##### Records for this exercise

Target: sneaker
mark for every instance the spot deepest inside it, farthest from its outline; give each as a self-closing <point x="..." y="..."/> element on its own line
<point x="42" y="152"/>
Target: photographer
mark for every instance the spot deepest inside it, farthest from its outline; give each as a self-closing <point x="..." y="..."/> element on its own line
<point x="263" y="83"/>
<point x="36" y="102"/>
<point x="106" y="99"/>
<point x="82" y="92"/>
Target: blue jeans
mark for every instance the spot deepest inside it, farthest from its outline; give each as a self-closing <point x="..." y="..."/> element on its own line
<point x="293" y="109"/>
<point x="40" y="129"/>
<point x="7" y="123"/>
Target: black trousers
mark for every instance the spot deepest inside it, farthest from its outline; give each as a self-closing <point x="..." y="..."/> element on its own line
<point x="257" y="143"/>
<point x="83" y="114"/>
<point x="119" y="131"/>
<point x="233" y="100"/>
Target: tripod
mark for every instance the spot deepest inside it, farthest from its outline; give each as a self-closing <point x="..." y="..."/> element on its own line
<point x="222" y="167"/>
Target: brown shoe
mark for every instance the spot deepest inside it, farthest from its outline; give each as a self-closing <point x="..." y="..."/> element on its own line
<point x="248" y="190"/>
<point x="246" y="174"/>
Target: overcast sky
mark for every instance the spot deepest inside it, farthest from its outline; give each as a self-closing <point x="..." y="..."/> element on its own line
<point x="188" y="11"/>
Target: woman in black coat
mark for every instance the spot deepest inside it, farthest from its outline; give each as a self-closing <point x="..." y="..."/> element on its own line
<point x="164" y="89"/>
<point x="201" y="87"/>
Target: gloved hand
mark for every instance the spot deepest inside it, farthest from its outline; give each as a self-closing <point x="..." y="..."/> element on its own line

##########

> _Work to be completed_
Write out all the lines again, exactly as they are.

> _Written reply_
Target: sneaker
mark for every instance the spot deepest inside it, farthest from its outline; give each as a self-closing <point x="..." y="..."/> element on its own line
<point x="42" y="152"/>
Target: photographer
mark for every instance the spot deepest inside it, farthest from its outline; give each as a self-closing <point x="..." y="..."/> element on its own line
<point x="263" y="83"/>
<point x="36" y="102"/>
<point x="106" y="99"/>
<point x="82" y="92"/>
Target: blue jeans
mark for every instance the spot deepest inside it, farthest from its outline; give each as a self-closing <point x="..." y="..."/> element on its own line
<point x="293" y="109"/>
<point x="40" y="129"/>
<point x="7" y="123"/>
Target: black trousers
mark for every instance the spot deepest inside it, farthest from its outline; give each as a self-closing <point x="..." y="..."/> element on its own line
<point x="257" y="143"/>
<point x="83" y="114"/>
<point x="119" y="131"/>
<point x="233" y="100"/>
Target: tripod
mark for every instance the spot deepest inside it, farthest from its outline; give each as a self-closing <point x="..." y="..."/> element on its own line
<point x="222" y="167"/>
Target: brown shoe
mark for every instance the spot deepest inside it, farthest from its outline; give each as a self-closing <point x="..." y="..."/> element on its own line
<point x="248" y="190"/>
<point x="246" y="174"/>
Target: overcast sky
mark for every instance the spot deepest inside it, farthest from its outline; give each as a self-closing <point x="..." y="..."/> element on its own line
<point x="188" y="11"/>
Target: woman in black coat
mark for every instance the spot deepest inside it, farthest from its outline; give each as a self-closing <point x="..." y="..."/> element on its own line
<point x="164" y="89"/>
<point x="201" y="87"/>
Target: gloved hand
mark for every instance the spot deepest inside it, farthest from its outline; give each as a self-closing <point x="..." y="..."/> element on its own line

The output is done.